[Исходный фрагмент]:
◆ ◆ ◆ ◆ ◆ ◆ ◆
С другой стороны, выгораживание себя на суде (такие случаи в практике народовольцев крайне редки, но все-таки встречались — М. Арончик[98] и др.) вело к тому, что имя такого человека просто вычеркивалось из памяти.
* * *
Народовольца отличала активная жизненная позиция. В нем и в помине не было той «интеллигентской нерешительности», «склонности к нытью, к мрачному взгляду на жизнь, которые часто бывают уделом интеллигента»[99]. Воспитанные на лучших произведениях русской литературы, народовольцы усвоили ее творческий пафос, нацеленный на пересотворение жизни. Мало быть сторонним наблюдателем жизни; мало понимать, что есть общественное зло, — деятельно бороться с ним — единственно верная позиция. И народовольцы показывали яркий тому пример: горстка храбрецов вступила в борьбу с всесильным правительством, не убоявшись страданий, ссылок и казней.
◆ ◆ ◆ ◆ ◆ ◆ ◆
Записи из источника данных
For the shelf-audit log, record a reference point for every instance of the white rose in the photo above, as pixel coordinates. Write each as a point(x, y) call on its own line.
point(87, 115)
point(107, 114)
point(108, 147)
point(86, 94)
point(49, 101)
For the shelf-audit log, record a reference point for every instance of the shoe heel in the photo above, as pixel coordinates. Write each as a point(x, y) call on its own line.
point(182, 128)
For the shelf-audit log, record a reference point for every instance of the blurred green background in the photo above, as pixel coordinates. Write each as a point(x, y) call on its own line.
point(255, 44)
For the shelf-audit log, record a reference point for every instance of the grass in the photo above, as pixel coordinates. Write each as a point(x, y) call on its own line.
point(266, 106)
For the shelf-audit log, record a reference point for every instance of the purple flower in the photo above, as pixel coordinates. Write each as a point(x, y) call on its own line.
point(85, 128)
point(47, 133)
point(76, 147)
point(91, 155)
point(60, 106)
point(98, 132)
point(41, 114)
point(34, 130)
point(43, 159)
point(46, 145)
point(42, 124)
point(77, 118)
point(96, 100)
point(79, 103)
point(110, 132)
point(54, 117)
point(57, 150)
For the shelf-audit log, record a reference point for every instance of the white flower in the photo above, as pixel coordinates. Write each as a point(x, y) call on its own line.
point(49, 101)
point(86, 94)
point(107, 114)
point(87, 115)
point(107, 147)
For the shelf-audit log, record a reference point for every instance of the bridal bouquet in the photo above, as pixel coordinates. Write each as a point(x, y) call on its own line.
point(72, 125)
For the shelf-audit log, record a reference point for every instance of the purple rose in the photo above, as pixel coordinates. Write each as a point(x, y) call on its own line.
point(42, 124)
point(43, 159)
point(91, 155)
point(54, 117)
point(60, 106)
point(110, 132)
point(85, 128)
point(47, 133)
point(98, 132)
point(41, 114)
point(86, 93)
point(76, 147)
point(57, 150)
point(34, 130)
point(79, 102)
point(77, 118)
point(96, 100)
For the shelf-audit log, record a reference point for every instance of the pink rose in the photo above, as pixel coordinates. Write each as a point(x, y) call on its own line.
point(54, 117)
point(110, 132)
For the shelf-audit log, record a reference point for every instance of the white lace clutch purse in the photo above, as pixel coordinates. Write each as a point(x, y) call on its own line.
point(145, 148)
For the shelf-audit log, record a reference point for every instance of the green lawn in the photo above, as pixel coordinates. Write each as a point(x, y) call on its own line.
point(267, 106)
◆ ◆ ◆ ◆ ◆ ◆ ◆
[Условия заданий]:
**A.** Выпишите из фрагмента о народовольцах отрывок, который начинается словами «С другой стороны, выгораживание» и продолжается вплоть до слов «ссылок и казней.».
**B.** Ответьте на вопросы по фрагменту о народовольцах и пометьте ответы так же, как вопросы.
(i) Что происходило с именем человека, который выгораживал себя на суде?
(ii) На каких произведениях были воспитаны народовольцы?
(iii) Чего не убоялась горстка храбрецов, вступившая в борьбу с правительством?
Опирайтесь только на фрагмент о народовольцах.

[Разбор ответов]:
**A.**
С другой стороны, выгораживание себя на суде (такие случаи в практике народовольцев крайне редки, но все-таки встречались — М. Арончик[98] и др.) вело к тому, что имя такого человека просто вычеркивалось из памяти.
* * *
Народовольца отличала активная жизненная позиция. В нем и в помине не было той «интеллигентской нерешительности», «склонности к нытью, к мрачному взгляду на жизнь, которые часто бывают уделом интеллигента»[99]. Воспитанные на лучших произведениях русской литературы, народовольцы усвоили ее творческий пафос, нацеленный на пересотворение жизни. Мало быть сторонним наблюдателем жизни; мало понимать, что есть общественное зло, — деятельно бороться с ним — единственно верная позиция. И народовольцы показывали яркий тому пример: горстка храбрецов вступила в борьбу с всесильным правительством, не убоявшись страданий, ссылок и казней.

**B.**
(i) Его имя просто вычеркивалось из памяти.
(ii) На лучших произведениях русской литературы.
(iii) Страданий, ссылок и казней.